** BEGIN **

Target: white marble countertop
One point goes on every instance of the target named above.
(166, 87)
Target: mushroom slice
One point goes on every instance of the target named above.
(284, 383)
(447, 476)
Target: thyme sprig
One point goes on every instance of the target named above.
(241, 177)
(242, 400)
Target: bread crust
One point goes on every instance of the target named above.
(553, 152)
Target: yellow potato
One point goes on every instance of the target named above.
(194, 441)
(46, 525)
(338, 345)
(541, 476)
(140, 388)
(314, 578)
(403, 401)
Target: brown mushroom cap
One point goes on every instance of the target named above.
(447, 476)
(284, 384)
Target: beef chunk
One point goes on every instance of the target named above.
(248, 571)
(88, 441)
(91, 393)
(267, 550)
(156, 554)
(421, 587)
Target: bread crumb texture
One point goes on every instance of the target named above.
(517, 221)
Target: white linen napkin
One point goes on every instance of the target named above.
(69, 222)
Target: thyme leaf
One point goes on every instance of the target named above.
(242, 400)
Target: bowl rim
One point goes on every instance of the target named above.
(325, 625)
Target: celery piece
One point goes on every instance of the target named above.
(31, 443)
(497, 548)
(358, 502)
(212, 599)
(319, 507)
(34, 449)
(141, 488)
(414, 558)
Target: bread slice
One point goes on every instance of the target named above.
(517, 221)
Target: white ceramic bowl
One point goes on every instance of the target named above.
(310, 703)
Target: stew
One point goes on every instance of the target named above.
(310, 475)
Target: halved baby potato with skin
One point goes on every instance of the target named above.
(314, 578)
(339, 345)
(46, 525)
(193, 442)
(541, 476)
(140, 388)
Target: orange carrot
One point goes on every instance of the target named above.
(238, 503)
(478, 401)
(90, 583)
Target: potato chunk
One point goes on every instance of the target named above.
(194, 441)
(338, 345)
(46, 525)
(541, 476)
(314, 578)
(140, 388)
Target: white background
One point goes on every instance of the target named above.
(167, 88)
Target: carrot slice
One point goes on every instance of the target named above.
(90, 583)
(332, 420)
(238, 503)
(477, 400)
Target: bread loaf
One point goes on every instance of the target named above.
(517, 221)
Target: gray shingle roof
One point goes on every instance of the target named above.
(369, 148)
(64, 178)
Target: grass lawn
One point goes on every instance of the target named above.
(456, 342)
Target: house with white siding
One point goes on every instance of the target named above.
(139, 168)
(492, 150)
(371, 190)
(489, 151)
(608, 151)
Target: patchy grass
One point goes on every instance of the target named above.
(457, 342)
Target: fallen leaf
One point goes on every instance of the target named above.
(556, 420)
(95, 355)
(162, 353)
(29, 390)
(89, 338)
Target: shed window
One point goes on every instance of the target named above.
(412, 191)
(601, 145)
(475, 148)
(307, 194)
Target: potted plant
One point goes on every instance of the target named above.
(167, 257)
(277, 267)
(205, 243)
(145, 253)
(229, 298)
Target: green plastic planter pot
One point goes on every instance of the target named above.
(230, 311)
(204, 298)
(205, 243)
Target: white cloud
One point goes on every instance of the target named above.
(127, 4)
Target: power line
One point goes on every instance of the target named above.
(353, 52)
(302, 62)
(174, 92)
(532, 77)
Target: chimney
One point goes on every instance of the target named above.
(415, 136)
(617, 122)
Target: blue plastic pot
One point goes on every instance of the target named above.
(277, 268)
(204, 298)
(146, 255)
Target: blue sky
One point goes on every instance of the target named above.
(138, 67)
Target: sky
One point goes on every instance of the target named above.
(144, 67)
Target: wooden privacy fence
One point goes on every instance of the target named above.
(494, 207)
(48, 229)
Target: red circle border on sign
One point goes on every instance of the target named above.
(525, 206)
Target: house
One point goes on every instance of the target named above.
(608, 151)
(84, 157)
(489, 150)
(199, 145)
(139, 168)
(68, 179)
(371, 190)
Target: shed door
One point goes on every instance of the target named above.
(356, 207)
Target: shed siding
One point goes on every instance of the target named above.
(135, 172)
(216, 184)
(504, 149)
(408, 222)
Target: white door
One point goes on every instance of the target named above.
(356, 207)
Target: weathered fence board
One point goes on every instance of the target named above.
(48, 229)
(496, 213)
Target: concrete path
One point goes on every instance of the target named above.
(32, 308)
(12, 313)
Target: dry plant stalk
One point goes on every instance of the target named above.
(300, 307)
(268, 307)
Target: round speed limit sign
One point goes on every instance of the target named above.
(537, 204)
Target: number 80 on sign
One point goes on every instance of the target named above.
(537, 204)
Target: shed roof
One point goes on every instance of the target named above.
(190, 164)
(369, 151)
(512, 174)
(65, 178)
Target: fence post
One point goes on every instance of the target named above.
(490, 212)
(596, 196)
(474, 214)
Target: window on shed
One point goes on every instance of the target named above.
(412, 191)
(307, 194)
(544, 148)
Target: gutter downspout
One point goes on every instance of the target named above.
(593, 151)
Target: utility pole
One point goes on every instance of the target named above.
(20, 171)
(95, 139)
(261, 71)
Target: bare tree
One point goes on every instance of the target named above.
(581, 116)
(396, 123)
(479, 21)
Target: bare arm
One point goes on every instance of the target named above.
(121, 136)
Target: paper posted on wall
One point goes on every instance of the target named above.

** END **

:: Work required ::
Reproduce all the items above, swapping each "instance" for "occurrence" and leaving everything else unchanged.

:: Expected answer ::
Target: white marble countertop
One point goes on every occurrence of the target named above.
(166, 87)
Target: mushroom slice
One point goes on every occurrence of the target named above.
(284, 383)
(447, 476)
Target: thyme sprig
One point goes on every occurrence of the target named above.
(241, 177)
(242, 400)
Target: bread crust
One point goes on every occurrence of the target named above.
(553, 152)
Target: yellow potato
One point goes on every occurrence of the target named above.
(194, 441)
(46, 525)
(338, 345)
(541, 476)
(140, 388)
(314, 578)
(403, 401)
Target: brown mushroom cap
One point goes on every occurrence of the target named above.
(447, 476)
(284, 384)
Target: beef chunk
One point goes on every occurrence of the target named above.
(248, 571)
(88, 441)
(91, 393)
(267, 550)
(156, 554)
(421, 587)
Target: bread crumb texture
One point goes on every occurrence of the target named above.
(517, 221)
Target: white linen napkin
One point goes on every occurrence of the target named above.
(69, 222)
Target: thyme leaf
One point goes on every occurrence of the target named above.
(242, 400)
Target: bowl rim
One point goes on every occurrence of the target named above.
(325, 625)
Target: celery piece
One point goes on every occurrence of the target named above.
(31, 443)
(497, 548)
(358, 502)
(212, 599)
(319, 507)
(34, 449)
(141, 488)
(414, 558)
Target: bread slice
One point goes on every occurrence of the target named above.
(517, 221)
Target: white ceramic bowl
One point goes on every occurrence of the target named above.
(310, 703)
Target: stew
One point goes on every occurrence of the target named above.
(310, 475)
Target: halved baby potato with skin
One point goes on every occurrence of the target named above.
(314, 578)
(339, 345)
(46, 525)
(193, 442)
(541, 476)
(140, 388)
Target: orange carrot
One point goes on every occurrence of the target named above.
(238, 503)
(478, 401)
(90, 583)
Target: potato chunk
One point goes on every occurrence of the target named above.
(194, 441)
(338, 345)
(46, 525)
(541, 476)
(314, 578)
(140, 388)
Target: white background
One point goes on every occurrence of the target named above.
(167, 88)
Target: carrot slice
One point goes on every occurrence of the target named above.
(90, 583)
(332, 420)
(238, 503)
(477, 400)
Target: bread loaf
One point goes on every occurrence of the target named above.
(517, 221)
Target: gray shingle roof
One point goes on every occurrence of the target named above.
(369, 148)
(64, 178)
Target: grass lawn
One point goes on every occurrence of the target named above.
(456, 342)
Target: house with white siding
One point goes on every occurrence of the target named above.
(139, 168)
(492, 150)
(371, 190)
(489, 151)
(608, 151)
Target: patchy grass
One point goes on every occurrence of the target named above.
(457, 342)
Target: fallen leaf
One point goes on every occurrence of the target named above.
(556, 420)
(95, 355)
(162, 353)
(29, 390)
(89, 338)
Target: shed window
One point goes on every occurrence of the target named above.
(412, 191)
(601, 145)
(475, 148)
(307, 194)
Target: potted plant
One point goes on every occurrence of the target named above.
(167, 257)
(277, 267)
(205, 243)
(145, 253)
(229, 298)
Target: green plastic planter pot
One point goes on every occurrence of the target named above.
(230, 311)
(204, 298)
(205, 243)
Target: white cloud
One point goes on every occurrence of the target named above.
(127, 4)
Target: power line
One point goes on every occurrence of the target named above.
(353, 52)
(302, 62)
(174, 92)
(532, 77)
Target: chimney
One point goes on every occurrence of the target named above.
(415, 136)
(617, 122)
Target: blue plastic pot
One point goes on every occurrence of the target named above.
(277, 268)
(204, 298)
(146, 255)
Target: blue sky
One point goes on every occurrence of the target named above.
(138, 67)
Target: sky
One point goes on every occurrence of the target named above.
(144, 67)
Target: wooden privacy fence
One point goes on every occurrence of the target named above.
(494, 207)
(48, 229)
Target: red circle border on sign
One point goes on every occurrence of the target named above.
(525, 206)
Target: house
One point goes on every occurrence of the target named above.
(608, 151)
(84, 157)
(489, 150)
(199, 145)
(139, 168)
(68, 179)
(371, 190)
Target: shed door
One point goes on every occurrence of the target named above.
(356, 207)
Target: shed siding
One point goes on every occurrence of the target named above.
(135, 172)
(216, 184)
(504, 149)
(408, 222)
Target: white door
One point goes on every occurrence of the target named above.
(356, 207)
Target: weathered fence board
One point goes on every occurrence of the target named above.
(48, 229)
(496, 213)
Target: concrete path
One point goes on every occurrence of the target named above.
(32, 308)
(12, 313)
Target: dry plant stalk
One point goes on every occurrence of the target named above.
(300, 307)
(268, 307)
Target: round speed limit sign
One point goes on every occurrence of the target named above.
(537, 204)
Target: number 80 on sign
One point goes on every occurrence of the target named above.
(537, 204)
Target: shed roof
One point goes on every occurrence of the target named above.
(190, 164)
(369, 151)
(512, 174)
(65, 178)
Target: fence post
One point goes on every occurrence of the target named above.
(490, 212)
(596, 196)
(474, 214)
Target: window on shed
One point goes on every occurrence of the target named above.
(412, 191)
(307, 194)
(544, 148)
Target: gutter downspout
One point goes on every occurrence of the target named above.
(593, 151)
Target: utility pole
One point goes on every occurrence of the target named above.
(20, 171)
(95, 139)
(261, 71)
Target: bare tree
One point goes on every occurrence of the target named above.
(581, 116)
(396, 123)
(479, 21)
Target: bare arm
One point goes on every occurrence of the target named above.
(121, 136)
Target: paper posted on wall
One point goes on every occurrence of the target named above.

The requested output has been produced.